# Goal of the exercise
Reproduce all of the material below word for word, keeping every line as it appears.

# Dataset content
● ● ● ● ● ● ●

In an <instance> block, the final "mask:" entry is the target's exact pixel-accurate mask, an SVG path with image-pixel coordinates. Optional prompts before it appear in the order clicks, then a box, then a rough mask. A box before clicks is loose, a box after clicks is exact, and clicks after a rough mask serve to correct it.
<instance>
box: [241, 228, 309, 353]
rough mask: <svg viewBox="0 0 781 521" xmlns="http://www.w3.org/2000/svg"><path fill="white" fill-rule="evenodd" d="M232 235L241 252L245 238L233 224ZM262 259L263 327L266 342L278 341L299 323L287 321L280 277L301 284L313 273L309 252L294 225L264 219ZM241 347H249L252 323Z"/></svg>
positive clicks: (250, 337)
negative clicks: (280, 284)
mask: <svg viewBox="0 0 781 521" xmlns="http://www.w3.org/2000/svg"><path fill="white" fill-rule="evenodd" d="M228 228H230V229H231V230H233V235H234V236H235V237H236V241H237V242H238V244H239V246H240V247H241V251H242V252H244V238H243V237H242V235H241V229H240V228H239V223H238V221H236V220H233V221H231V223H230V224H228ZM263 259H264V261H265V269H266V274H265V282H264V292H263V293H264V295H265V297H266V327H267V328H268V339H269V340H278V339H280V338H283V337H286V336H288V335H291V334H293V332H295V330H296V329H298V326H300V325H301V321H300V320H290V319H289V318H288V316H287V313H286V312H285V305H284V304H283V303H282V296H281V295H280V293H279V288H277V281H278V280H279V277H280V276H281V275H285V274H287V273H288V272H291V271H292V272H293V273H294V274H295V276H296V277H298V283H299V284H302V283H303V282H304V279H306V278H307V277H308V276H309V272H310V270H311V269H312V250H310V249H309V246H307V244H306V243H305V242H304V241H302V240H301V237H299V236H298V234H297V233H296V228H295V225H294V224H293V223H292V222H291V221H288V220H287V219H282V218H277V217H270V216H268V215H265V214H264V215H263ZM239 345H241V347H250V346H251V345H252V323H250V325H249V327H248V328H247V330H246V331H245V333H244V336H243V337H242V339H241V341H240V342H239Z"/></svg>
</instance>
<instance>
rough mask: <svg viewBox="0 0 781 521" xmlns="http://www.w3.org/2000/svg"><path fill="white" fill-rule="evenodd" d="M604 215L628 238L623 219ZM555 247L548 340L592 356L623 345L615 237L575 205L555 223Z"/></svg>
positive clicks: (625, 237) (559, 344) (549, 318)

● ● ● ● ● ● ●

# Expected answer
In an <instance> block, the final "mask:" entry is the target's exact pixel-accurate mask, an SVG path with image-pixel coordinates. Optional prompts before it appear in the order clicks, then a box, then a rough mask. A box before clicks is loose, a box after clicks is exact, and clicks after a rough mask serve to correct it.
<instance>
box: [241, 228, 309, 353]
rough mask: <svg viewBox="0 0 781 521" xmlns="http://www.w3.org/2000/svg"><path fill="white" fill-rule="evenodd" d="M232 235L241 252L245 238L233 224ZM262 259L263 327L266 342L278 341L299 323L287 321L280 277L301 284L313 273L309 252L294 225L264 219ZM241 347H249L252 323Z"/></svg>
positive clicks: (250, 337)
negative clicks: (280, 284)
mask: <svg viewBox="0 0 781 521" xmlns="http://www.w3.org/2000/svg"><path fill="white" fill-rule="evenodd" d="M228 228H230V229H231V230H233V235H234V236H235V237H236V241H237V242H238V244H239V246H240V247H241V251H242V252H244V238H243V237H242V235H241V229H240V228H239V223H238V221H236V220H233V221H231V223H230V224H228ZM263 259H264V261H265V269H266V274H265V282H264V292H263V293H264V295H265V297H266V327H267V328H268V339H269V340H278V339H280V338H283V337H286V336H288V335H291V334H293V332H295V330H296V329H298V326H300V325H301V321H300V320H290V319H289V318H288V316H287V313H286V312H285V305H284V304H283V303H282V296H281V295H280V293H279V288H277V281H278V280H279V277H280V276H281V275H285V274H287V273H288V272H291V271H292V272H293V273H294V274H295V276H296V277H298V283H299V284H302V283H303V282H304V279H306V278H307V277H308V276H309V272H310V270H311V269H312V250H310V249H309V246H307V244H306V243H305V242H304V241H302V240H301V237H299V236H298V234H297V233H296V228H295V225H294V224H293V223H292V222H291V221H288V220H287V219H282V218H277V217H270V216H268V215H265V214H264V215H263ZM239 345H241V347H250V346H251V345H252V323H250V325H249V327H248V328H247V330H246V331H245V333H244V336H243V337H242V339H241V341H240V342H239Z"/></svg>
</instance>
<instance>
rough mask: <svg viewBox="0 0 781 521" xmlns="http://www.w3.org/2000/svg"><path fill="white" fill-rule="evenodd" d="M604 215L628 238L623 219ZM555 247L548 340L592 356L623 345L615 237L575 205L555 223Z"/></svg>
positive clicks: (625, 237) (559, 344) (549, 318)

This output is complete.